### Point labeling dataset excerpts
▶

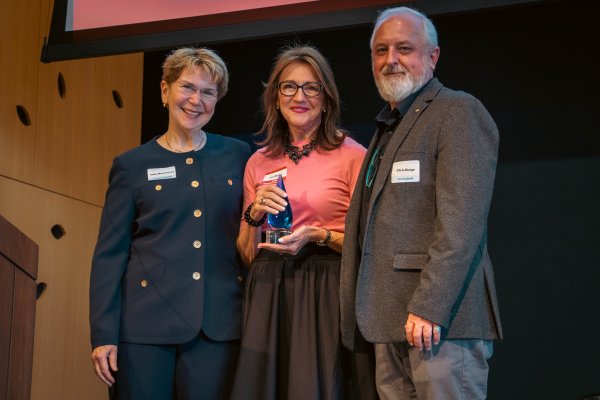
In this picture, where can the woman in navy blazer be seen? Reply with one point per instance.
(166, 281)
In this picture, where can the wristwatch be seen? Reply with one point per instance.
(326, 240)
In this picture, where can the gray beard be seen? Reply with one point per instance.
(394, 90)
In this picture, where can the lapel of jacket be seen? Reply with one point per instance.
(354, 210)
(408, 120)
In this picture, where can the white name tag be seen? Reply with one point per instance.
(271, 177)
(406, 171)
(155, 174)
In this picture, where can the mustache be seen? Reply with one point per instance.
(393, 69)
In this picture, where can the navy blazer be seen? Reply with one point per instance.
(165, 265)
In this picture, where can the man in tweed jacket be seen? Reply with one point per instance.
(416, 276)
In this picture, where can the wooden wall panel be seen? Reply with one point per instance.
(62, 367)
(79, 134)
(19, 55)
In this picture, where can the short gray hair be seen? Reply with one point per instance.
(428, 28)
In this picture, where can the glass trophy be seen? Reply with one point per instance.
(281, 223)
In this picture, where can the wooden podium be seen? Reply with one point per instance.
(18, 272)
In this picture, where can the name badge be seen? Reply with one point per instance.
(271, 177)
(406, 171)
(155, 174)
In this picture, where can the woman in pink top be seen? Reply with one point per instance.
(290, 346)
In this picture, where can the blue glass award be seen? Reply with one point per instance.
(281, 223)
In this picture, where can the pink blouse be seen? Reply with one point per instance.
(319, 187)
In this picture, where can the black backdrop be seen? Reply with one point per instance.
(531, 65)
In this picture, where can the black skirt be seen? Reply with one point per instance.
(290, 347)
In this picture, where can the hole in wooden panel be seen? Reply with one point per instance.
(57, 231)
(41, 287)
(23, 115)
(62, 87)
(117, 98)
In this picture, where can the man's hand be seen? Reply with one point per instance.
(419, 332)
(104, 359)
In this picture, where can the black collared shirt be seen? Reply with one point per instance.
(387, 121)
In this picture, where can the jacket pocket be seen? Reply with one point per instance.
(410, 262)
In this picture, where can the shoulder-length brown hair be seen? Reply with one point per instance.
(275, 127)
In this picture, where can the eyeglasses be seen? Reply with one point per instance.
(189, 90)
(310, 89)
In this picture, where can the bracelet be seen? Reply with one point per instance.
(326, 240)
(252, 222)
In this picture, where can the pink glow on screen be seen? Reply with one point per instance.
(89, 14)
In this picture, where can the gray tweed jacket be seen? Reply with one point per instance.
(425, 246)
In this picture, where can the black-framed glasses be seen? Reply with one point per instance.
(205, 93)
(310, 89)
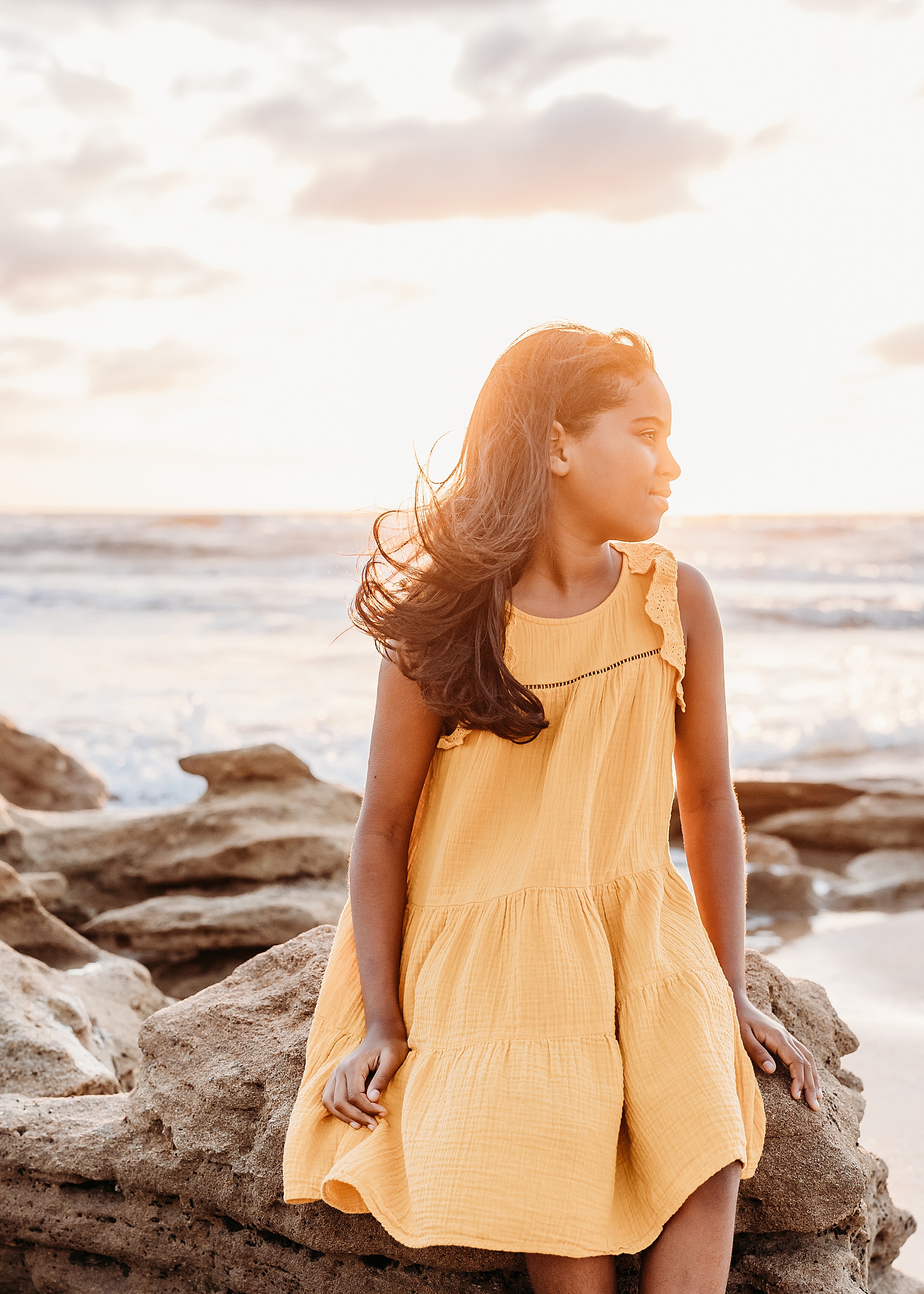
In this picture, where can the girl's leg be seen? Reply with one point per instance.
(554, 1275)
(694, 1250)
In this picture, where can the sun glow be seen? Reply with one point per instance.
(254, 258)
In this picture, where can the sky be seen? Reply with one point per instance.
(257, 255)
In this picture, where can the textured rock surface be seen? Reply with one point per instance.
(70, 1033)
(765, 850)
(47, 887)
(761, 799)
(784, 891)
(182, 926)
(177, 1186)
(890, 879)
(35, 774)
(263, 818)
(866, 822)
(28, 927)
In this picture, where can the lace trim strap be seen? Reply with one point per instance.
(662, 602)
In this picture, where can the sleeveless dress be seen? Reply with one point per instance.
(575, 1067)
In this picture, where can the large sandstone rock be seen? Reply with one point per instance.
(35, 774)
(866, 822)
(179, 927)
(71, 1033)
(28, 927)
(178, 1186)
(263, 818)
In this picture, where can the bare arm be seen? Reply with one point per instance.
(403, 745)
(712, 827)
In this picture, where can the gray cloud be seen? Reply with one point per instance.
(149, 370)
(512, 60)
(71, 263)
(902, 349)
(589, 155)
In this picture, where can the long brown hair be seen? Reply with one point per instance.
(435, 591)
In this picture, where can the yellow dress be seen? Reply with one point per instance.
(575, 1067)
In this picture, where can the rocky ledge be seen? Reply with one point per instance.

◀

### Task directions
Leave out the pictures and give the rest of the records again exactly.

### Result below
In this picture, where can the woman in navy blazer be seen? Reply with one point per instance.
(166, 281)
In this picture, where can the wristwatch be seen? Reply with one point per instance.
(326, 240)
In this picture, where can the gray beard be seen? Reply with one point per instance.
(394, 90)
In this picture, where can the lapel of jacket be seen? Reply with one point per instance.
(354, 210)
(408, 120)
In this picture, where can the white name tag be seen? Reply with one point per instance.
(271, 177)
(406, 171)
(155, 174)
In this picture, where can the mustache be seen? Reply with one point per instance.
(393, 69)
In this picture, where can the navy blazer be seen? Reply with one point per instance.
(165, 265)
In this picture, where can the man in tweed jacket be seen? Reply with one point per instance.
(416, 276)
In this picture, where can the wooden wall panel be seen? Reply with one point per instance.
(62, 367)
(79, 134)
(19, 55)
In this picture, where can the short gray hair be seen? Reply with one point per instance.
(428, 28)
In this picture, where can the glass trophy be seen? Reply with one point per instance.
(281, 223)
In this picture, where can the wooden podium be seen? Reply with one point per instance.
(18, 272)
In this picture, where can the name badge be seen? Reply with one point per instance.
(271, 177)
(406, 171)
(155, 174)
In this picture, where can the woman in pink top be seen? Reply with one point per instance.
(290, 346)
In this picture, where can the blue glass award be seen? Reply with one point per instance.
(281, 223)
In this picture, where can the pink blouse be seen? Reply with one point per instance.
(319, 187)
In this picture, where can the black backdrop be seen? Reply with one point per instance.
(531, 65)
In this picture, where can the black skirt be seen? Reply with one point per instance.
(290, 347)
In this picture, where can the hole in wooden panel be seen? Reply with one point per instance.
(57, 231)
(41, 287)
(23, 115)
(62, 87)
(117, 98)
In this picture, where can the man's hand be seen? Reply with one point per instance.
(419, 332)
(104, 359)
In this picture, where can the black collared shirt be seen? Reply with one point per instance.
(387, 121)
In this picture, where can the jacket pocket be seen? Reply with one point per instance.
(410, 262)
In this picture, where can the shoulder-length brown hair be seen? Reply with one point per instance.
(275, 127)
In this picture, where can the eyeglasses be seen? Reply with one point per instance.
(189, 90)
(310, 89)
In this picture, where can the bracelet be seen? Reply with one point per instance.
(326, 240)
(252, 222)
In this picture, where can the pink glow on screen be seen? Reply with one point per instance.
(89, 14)
In this picture, where can the gray tweed jacket be seen? Reply with one point per instance.
(425, 246)
In this picture, where can the black-framed glasses be seen? Reply with one point per instance.
(205, 93)
(310, 89)
In this picture, where can the girl's leg be seen? Reply with one point per instance.
(554, 1275)
(694, 1250)
In this picture, where can the sun glow be seen? Reply with one point per instance.
(254, 258)
In this picture, where can the sky be seen? Reply with one point per instance.
(257, 255)
In this picture, where can the textured rock surface be seen? Reply with one point per instance.
(70, 1033)
(765, 850)
(47, 887)
(761, 799)
(784, 891)
(182, 926)
(177, 1186)
(890, 879)
(35, 774)
(263, 818)
(866, 822)
(28, 927)
In this picture, where can the lace trim strap be seen? Reply with one point per instance.
(662, 602)
In this picture, where can the sleeveless dress be seen? Reply with one point per instance.
(575, 1067)
In this picture, where can the large sandstone rock be seen? Reply with one point per instance.
(35, 774)
(866, 822)
(179, 927)
(71, 1033)
(28, 927)
(178, 1186)
(263, 818)
In this picture, where can the bare arm be seen? Reply with one point per instance.
(403, 745)
(712, 827)
In this picture, where can the gray cloud be seen? Reply with one point per instance.
(149, 370)
(512, 60)
(71, 263)
(902, 349)
(589, 155)
In this picture, where can the long brown hair be seen? Reply with one point per instance.
(435, 591)
In this picture, where can the yellow dress be seen? Reply with one point per instance.
(575, 1067)
In this picture, where can the rocky ledge be seen? Reply with one point per instance.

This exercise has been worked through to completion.